BEGIN Data
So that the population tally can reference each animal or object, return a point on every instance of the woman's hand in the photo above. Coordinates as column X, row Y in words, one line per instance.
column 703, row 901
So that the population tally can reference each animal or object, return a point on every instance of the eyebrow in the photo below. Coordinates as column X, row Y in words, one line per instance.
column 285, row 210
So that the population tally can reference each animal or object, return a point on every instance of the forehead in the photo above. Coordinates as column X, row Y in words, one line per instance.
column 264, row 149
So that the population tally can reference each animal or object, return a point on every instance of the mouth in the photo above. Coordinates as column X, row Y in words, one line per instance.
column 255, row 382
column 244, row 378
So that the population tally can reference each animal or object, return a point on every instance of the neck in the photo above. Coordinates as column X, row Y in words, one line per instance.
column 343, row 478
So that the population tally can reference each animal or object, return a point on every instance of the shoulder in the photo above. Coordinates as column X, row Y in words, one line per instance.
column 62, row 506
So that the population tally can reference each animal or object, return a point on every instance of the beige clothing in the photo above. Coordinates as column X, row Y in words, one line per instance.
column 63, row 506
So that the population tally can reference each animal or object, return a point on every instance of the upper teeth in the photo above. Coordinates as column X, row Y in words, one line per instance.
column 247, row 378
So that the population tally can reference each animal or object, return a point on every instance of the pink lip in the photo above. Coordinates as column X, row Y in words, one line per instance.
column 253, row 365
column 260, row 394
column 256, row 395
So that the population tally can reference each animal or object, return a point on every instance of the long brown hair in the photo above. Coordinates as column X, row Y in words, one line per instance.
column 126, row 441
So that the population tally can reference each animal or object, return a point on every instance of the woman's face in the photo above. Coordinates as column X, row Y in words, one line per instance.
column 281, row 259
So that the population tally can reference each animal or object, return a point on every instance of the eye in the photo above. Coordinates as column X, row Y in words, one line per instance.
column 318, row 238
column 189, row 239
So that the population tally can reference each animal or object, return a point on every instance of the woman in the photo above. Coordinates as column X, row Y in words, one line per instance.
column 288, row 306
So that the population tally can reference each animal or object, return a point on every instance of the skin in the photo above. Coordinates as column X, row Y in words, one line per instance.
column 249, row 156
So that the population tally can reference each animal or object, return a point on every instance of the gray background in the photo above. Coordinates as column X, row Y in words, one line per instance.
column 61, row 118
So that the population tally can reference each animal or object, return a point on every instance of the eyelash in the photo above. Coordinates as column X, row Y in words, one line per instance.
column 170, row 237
END Data
Work order:
Down to the last line, restate the records exactly.

Output for this exercise:
So that the population tally can reference each animal or object, return a point on every instance of the woman's hand in the photo above. Coordinates as column X, row Y in words, one line per instance.
column 703, row 901
So that the population tally can reference each animal or object, return a point on every instance of the eyebrow in the photo below. Coordinates as column X, row Y in words, one line per instance.
column 285, row 210
So that the population tally can reference each animal or object, return a point on every instance of the forehead in the photo above. Coordinates as column X, row Y in words, one line per instance.
column 264, row 149
So that the population tally can reference each animal or object, return a point on every instance of the mouth in the photo above. Coordinates as column X, row Y in words, one line per instance.
column 255, row 382
column 244, row 378
So that the population tally can reference each animal or object, return a point on every instance of the neck in the photo above. Coordinates as column X, row Y in words, one line per instance.
column 343, row 478
So that the population tally can reference each animal or object, return a point on every instance of the shoulder in the photo above. Coordinates as column X, row Y in words, one line per instance.
column 62, row 506
So that the population tally can reference each animal or object, return a point on every instance of the beige clothing in the photo above. Coordinates as column X, row Y in words, one line per instance.
column 63, row 506
So that the population tally can reference each animal or object, return a point on every instance of the upper teeth in the photo above. Coordinates as column X, row Y in words, one line per instance.
column 247, row 378
So that the population tally can reference each animal or object, return a point on every instance of the pink lip in the photo above. Coordinates as column X, row Y in words, one line per instance.
column 253, row 365
column 260, row 394
column 256, row 395
So that the population tally can reference each animal or object, return a point on every instance of the long brown hair in the photo above. Coordinates as column X, row Y in words, one line per instance.
column 126, row 441
So that the population tally can reference each animal or object, return a point on every instance of the woman's face in the photo above. Coordinates as column X, row Y in words, one line per instance.
column 281, row 259
So that the population tally can reference each animal or object, return a point on every instance of the eye in the photo above. Coordinates as column X, row Y in words, one line per instance.
column 318, row 238
column 189, row 239
So that the population tally can reference each animal or object, return a point on every instance of the woman in the photo above. Coordinates as column X, row Y in words, one line per instance.
column 288, row 306
So that the population tally can reference each animal or object, return a point on every instance of the skin in the photo above. Coordinates as column X, row Y in words, one line per instance.
column 249, row 156
So that the population tally can reference each animal or object, return a point on every instance of the gray background in the photo above. Coordinates as column X, row Y in words, one line per instance.
column 61, row 118
So that the population tally can reference each animal or object, return a point on every instance of the eyelash in the photo above. Coordinates as column X, row Y in words, one line per instance.
column 170, row 237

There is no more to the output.